**EJERCICIOS**.
1. En el texto sobre la prudencia, cambia “metro” por “medida” y escribe de nuevo el pasaje desde “San Juan Pablo” hasta “del bien moral.”, ambos incluidos.
2. Resume en dos oraciones el texto sobre la prudencia.

**FRAGMENTO DEL TEXTO**.
---*---
Pero no se han de contentar los principiantes con este primer aspecto puramente negativo de evitar los pecados. Han de comenzar a orientar positivamente su vida por las vías de la prudencia, al menos en sus primeras y fundamentales manifestaciones. Y así:
1) Referirán al último fin todas sus acciones, recordando el principio y fundamento que pone san Ignacio al frente de los Ejercicios: “El hombre es criado para alabar, hacer reverencia y servir a Dios nuestro Señor, y mediante esto salvar su ánima; y las otras cosas sobre la haz de la tierra son criadas para el hombre y para que le ayuden en la prosecución del fin para que es criado. De donde se sigue que el hombre tanto ha de usar dellas, quanto le ayuden para su fin y tanto debe quitarse dellas, cuanto para ello le impiden”

  1. Procurarán plasmar en una máxima impresionante, de fácil recordación, esta necesidad imprescindible de orientarlo y subordinarlo todo al magno problema de nuestra salvación “¿Qué le aprovecha al hombre ganar el mundo entero si pierde su alma?” (Mt 16, 26) “¿De qué me aprovechará esto para la vida eterna?”

B. Las almas adelantadas- que han de preocuparse ante todo de perfeccionarse más y más en la virtud-sin desatender, antes, al contrario, intensificando los medios anteriores, procurarán elevar de plano los motivos de su prudencia. Más que de su salvación, se preocuparán de la gloria de Dios, y esta será finalidad suprema a que orientarán todos sus esfuerzos. No se contentarán simplemente con evitar las manifestaciones de la prudencia de la carne, sino que la aplastarán definitivamente practicando con seriedad la verdadera mortificación cristiana, que es diametralmente contraria. Sobre todo, procurarán secundar con exquisita docilidad las inspiraciones interiores del Espíritu Santo hacia una vida más perfecta, renunciado en absoluto a todo lo que distraiga y disipe y entregándose de lleno a la magna empresa de su propia santificación como el medio más apto y oportuno de procurar la gloria de Dios y la salvación de las almas.”  (Teología de la perfección cristiana P. 546-647)

San Juan Pablo II (Catequesis 25 de octubre de 1978) nos recuerda que:

“El hombre prudente, que se afana por todo lo que es verdaderamente bueno, se esfuerza por medirlo todo, cualquier situación y todo su obrar, según el metro del bien moral.

Prudente no es, por tanto —como frecuentemente se cree— el que sabe arreglárselas en la vida y sacar de ella el mayor provecho; sino quien acierta a edificar la vida toda según la voz de la conciencia recta y según las exigencias de la moral justa.
---*---
**DATOS EXTRAÍDOS**.
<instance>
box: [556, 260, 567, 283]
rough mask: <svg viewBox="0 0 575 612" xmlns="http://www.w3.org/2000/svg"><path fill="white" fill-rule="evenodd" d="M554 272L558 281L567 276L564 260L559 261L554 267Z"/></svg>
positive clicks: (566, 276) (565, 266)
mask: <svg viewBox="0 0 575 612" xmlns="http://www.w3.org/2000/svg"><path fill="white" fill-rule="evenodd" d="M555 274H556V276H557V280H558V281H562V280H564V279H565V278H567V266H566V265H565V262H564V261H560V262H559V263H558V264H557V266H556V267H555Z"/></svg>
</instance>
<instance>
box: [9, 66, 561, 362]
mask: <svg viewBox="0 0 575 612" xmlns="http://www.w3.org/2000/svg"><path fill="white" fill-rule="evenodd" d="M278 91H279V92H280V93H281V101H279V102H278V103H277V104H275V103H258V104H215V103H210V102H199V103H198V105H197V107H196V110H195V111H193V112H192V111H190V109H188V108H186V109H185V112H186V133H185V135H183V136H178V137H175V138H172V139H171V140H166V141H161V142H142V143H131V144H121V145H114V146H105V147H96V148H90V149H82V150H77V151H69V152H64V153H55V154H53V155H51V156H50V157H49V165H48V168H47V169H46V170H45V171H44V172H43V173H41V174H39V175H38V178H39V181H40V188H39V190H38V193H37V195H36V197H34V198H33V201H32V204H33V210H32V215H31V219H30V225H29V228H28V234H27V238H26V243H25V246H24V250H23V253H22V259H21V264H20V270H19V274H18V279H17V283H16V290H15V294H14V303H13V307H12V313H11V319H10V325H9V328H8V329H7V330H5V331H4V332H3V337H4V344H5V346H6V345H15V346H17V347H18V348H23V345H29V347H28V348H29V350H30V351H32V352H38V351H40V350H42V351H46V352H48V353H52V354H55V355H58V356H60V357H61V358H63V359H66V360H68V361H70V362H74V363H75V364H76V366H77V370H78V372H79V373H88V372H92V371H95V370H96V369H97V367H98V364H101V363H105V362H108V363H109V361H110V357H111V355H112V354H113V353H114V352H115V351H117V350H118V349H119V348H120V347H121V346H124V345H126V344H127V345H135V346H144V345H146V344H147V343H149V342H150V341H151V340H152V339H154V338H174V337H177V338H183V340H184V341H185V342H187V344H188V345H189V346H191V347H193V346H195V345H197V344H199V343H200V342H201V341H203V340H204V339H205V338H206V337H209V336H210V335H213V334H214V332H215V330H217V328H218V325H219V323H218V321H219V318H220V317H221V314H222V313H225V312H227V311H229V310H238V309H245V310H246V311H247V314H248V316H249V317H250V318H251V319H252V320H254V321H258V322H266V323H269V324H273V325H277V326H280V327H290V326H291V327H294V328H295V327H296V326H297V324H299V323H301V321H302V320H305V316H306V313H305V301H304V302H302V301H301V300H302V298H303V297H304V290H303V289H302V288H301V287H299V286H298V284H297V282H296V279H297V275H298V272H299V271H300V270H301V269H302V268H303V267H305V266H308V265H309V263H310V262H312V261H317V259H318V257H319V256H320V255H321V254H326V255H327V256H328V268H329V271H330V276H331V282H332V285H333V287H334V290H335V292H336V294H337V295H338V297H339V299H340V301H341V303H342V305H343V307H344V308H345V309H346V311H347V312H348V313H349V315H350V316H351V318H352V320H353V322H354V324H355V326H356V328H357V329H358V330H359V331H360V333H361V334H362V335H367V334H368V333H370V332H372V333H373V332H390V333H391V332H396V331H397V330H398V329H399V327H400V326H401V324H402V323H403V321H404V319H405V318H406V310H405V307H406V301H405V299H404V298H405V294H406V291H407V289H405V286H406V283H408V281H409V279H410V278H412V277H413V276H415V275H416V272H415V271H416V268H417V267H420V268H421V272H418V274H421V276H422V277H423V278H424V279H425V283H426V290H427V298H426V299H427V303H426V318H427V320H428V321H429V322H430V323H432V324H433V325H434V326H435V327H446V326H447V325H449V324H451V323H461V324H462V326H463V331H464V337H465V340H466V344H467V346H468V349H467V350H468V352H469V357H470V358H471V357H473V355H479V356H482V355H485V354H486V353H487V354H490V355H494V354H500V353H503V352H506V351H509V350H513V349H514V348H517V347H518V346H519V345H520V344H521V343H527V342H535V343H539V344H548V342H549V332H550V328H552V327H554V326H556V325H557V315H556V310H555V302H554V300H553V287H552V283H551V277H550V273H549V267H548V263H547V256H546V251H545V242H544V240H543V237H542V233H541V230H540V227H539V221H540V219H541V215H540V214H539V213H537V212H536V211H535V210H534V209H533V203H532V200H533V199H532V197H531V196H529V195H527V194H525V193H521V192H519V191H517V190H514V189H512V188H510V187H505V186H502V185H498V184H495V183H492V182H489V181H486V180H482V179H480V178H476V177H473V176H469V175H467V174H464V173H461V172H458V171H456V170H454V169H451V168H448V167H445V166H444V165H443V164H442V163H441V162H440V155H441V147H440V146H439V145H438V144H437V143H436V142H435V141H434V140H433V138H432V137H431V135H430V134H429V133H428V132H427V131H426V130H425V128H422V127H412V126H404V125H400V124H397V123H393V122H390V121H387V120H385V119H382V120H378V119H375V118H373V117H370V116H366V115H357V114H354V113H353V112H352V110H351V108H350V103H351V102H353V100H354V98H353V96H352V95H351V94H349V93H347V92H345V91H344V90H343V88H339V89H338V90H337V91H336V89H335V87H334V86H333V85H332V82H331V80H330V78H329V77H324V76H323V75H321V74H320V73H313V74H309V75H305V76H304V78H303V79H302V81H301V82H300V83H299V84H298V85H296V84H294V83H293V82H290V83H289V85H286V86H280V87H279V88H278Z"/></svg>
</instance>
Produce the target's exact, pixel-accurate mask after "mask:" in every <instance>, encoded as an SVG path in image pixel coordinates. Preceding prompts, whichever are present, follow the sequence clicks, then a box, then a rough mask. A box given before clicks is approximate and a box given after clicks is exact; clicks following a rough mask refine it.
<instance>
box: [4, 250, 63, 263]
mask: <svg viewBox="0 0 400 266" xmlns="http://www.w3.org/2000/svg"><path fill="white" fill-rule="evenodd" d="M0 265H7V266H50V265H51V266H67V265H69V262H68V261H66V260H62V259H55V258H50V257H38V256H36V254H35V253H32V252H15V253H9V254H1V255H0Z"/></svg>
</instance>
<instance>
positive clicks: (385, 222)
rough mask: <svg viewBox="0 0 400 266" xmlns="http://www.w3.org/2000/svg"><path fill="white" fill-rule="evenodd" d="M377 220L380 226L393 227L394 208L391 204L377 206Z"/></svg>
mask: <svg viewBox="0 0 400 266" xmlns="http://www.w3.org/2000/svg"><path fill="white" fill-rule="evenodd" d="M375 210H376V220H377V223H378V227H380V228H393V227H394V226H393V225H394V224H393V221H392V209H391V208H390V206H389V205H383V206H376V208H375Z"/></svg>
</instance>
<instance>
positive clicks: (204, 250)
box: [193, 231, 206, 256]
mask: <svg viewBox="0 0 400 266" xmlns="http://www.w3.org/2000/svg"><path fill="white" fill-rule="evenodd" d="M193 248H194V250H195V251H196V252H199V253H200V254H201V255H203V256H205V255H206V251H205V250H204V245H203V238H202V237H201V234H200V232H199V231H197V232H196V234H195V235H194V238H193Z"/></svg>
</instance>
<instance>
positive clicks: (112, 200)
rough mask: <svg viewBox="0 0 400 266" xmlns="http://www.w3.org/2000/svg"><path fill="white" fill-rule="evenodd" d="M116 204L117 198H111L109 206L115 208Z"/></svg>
---*---
**SOLUCIONES**.
1.
San Juan Pablo II (Catequesis 25 de octubre de 1978) nos recuerda que:

“El hombre prudente, que se afana por todo lo que es verdaderamente bueno, se esfuerza por medirlo todo, cualquier situación y todo su obrar, según el medida del bien moral.

2. Los principiantes, además de evitar los pecados, deben referir todas sus acciones al último fin y subordinarlo todo a la salvación. Las almas adelantadas deben preocuparse sobre todo de la gloria de Dios, practicar la mortificación cristiana y secundar las inspiraciones del Espíritu Santo; según San Juan Pablo II, prudente es quien edifica la vida según la voz de la conciencia recta y las exigencias de la moral justa.